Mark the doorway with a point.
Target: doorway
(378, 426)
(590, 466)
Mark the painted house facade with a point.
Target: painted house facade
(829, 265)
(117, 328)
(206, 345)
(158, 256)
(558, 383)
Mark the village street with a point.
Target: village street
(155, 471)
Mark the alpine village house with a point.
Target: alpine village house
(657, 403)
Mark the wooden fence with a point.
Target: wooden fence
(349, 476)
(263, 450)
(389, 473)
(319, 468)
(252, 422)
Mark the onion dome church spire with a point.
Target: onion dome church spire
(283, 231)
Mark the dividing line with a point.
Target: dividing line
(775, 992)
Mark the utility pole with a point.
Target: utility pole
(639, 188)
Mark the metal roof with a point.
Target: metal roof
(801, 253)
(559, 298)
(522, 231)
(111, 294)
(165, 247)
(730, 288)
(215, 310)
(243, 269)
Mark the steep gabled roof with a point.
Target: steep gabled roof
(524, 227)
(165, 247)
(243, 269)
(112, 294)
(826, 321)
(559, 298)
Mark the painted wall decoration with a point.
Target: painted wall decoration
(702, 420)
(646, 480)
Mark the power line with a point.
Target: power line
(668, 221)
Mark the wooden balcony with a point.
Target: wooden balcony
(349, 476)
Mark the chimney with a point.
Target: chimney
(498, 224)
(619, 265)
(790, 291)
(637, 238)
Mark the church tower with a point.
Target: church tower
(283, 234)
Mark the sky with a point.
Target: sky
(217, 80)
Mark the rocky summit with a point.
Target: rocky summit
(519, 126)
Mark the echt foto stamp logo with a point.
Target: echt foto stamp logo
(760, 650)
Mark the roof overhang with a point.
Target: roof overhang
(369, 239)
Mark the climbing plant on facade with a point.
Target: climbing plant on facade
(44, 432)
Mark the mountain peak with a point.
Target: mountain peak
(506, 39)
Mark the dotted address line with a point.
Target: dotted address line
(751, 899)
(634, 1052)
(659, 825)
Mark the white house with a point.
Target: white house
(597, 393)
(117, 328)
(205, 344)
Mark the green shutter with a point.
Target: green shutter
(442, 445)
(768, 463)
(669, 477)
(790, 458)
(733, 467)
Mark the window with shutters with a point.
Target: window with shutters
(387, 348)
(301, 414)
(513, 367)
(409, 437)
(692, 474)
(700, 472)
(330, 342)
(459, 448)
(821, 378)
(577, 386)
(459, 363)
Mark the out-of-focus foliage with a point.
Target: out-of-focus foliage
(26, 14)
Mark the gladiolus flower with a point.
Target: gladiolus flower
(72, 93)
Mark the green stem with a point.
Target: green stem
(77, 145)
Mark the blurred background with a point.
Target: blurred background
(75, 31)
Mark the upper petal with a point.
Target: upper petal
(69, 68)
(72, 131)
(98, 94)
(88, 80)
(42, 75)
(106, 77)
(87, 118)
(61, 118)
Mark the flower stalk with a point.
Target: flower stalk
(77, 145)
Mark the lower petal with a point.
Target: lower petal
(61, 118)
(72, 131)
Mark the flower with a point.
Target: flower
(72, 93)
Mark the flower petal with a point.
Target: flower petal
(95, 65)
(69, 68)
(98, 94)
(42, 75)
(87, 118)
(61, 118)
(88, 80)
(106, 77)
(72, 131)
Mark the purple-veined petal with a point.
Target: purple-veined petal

> EXERCISE BRIEF:
Output only the lines from the one with "Mark the out-of-focus foliage with a point." through the last line of the entries above; please keep them exact.

> TASK RESULT:
Mark the out-of-focus foliage with a point.
Target: out-of-focus foliage
(26, 14)
Mark the gladiolus flower with a point.
Target: gladiolus flower
(72, 93)
Mark the green stem with a point.
Target: green stem
(77, 145)
Mark the blurred background with a point.
Target: blurred background
(75, 31)
Mark the upper petal with a point.
Target: upper petal
(69, 68)
(72, 131)
(98, 94)
(88, 80)
(42, 75)
(106, 77)
(87, 118)
(61, 118)
Mark the flower stalk with a point.
Target: flower stalk
(77, 145)
Mark the lower petal with a point.
Target: lower petal
(61, 118)
(72, 131)
Mark the flower with a point.
Target: flower
(72, 93)
Mark the flower petal with a point.
Target: flower petal
(95, 65)
(69, 68)
(98, 94)
(42, 75)
(87, 118)
(61, 118)
(88, 80)
(106, 77)
(72, 131)
Mark the purple-veined petal with a point.
Target: purple-veined petal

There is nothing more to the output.